#### [WHAT YOU SHOULD DO]
Answer these questions using the post below on convex combinations of unitary matrices:
(a) What interval must λ lie in?
(b) What does the symbol 𝕀 stand for?
(c) In the last line of the attempted proof, what coefficient multiplies 𝕀?

Prove (or disprove) that convex combination of unitary matrices is also unitary

convex-analysisunitary-matrices

If I have two unitary matrices $U_1, U_2$, would the following be true for $\lambda \in [0, 1]$?

$$
((1 – \lambda) U_1 + \lambda U_2)((1 – \lambda) U_1 + \lambda U_2)^\dagger = ((1 – \lambda) U_1 + \lambda U_2)^\dagger((1 – \lambda) U_1 + \lambda U_2) = \mathbb{I},
$$

where $\mathbb{I}$ is the identity matrix of the appropriate dimension. Here is my attempt to prove it:

$$
((1 – \lambda) U_1 + \lambda U_2)((1 – \lambda) U_1 + \lambda U_2)^\dagger \\
= ((1 – \lambda) U_1 + \lambda U_2)((1 – \lambda) U_1^\dagger + \lambda U_2^\dagger) \\
= (1 – \lambda)^2 U_1 U_1^\dagger + \lambda(1 – \lambda) U_1U_2^\dagger + \lambda(1 – \lambda) U_2U_1^\dagger + \lambda^2 U_2 U_2^\dagger \\
= (1 – \lambda)^2 \mathbb{I} + \lambda(1 – \lambda) (U_1U_2^\dagger + U_2U_1^\dagger) + \lambda^2 \mathbb{I} \\
= ((1 – \lambda)^2 + \lambda^2) \mathbb{I} + \lambda(1 – \lambda) (U_1U_2^\dagger + U_2U_1^\dagger)

#### [SUPPLIED DATA]
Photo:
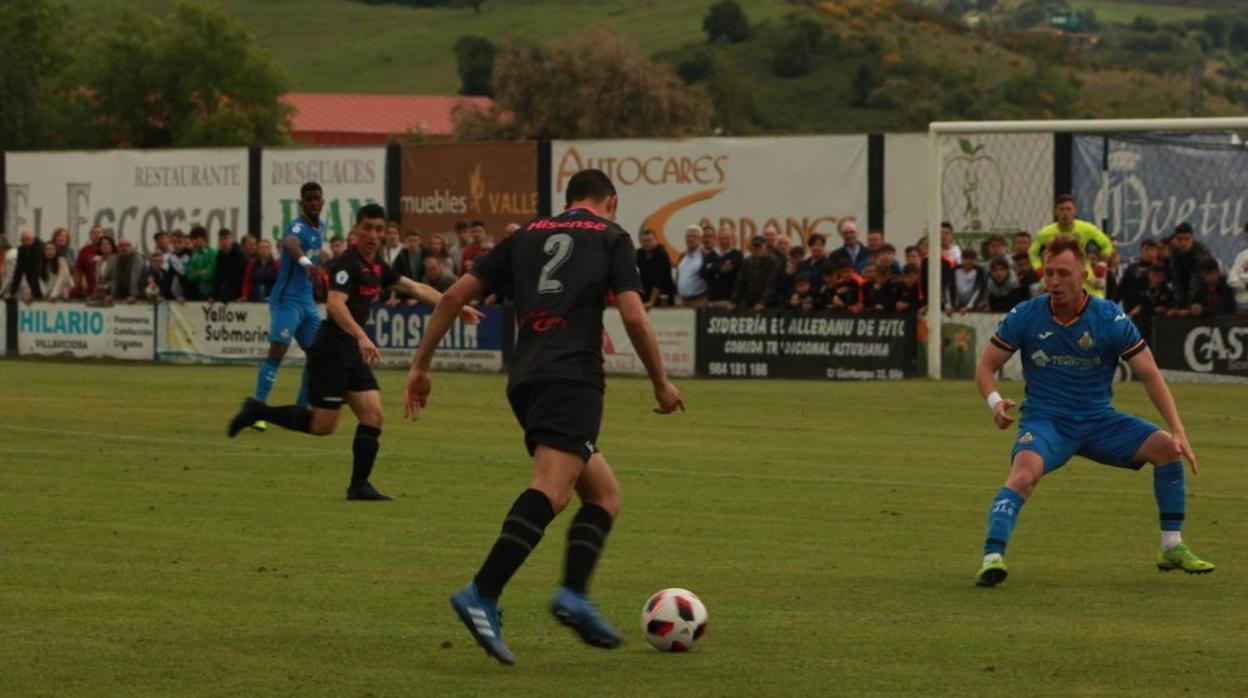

#### [SOLUTION TO THIS TASK]
(a) [0, 1]
(b) The identity matrix of the appropriate dimension
(c) (1 – λ)² + λ²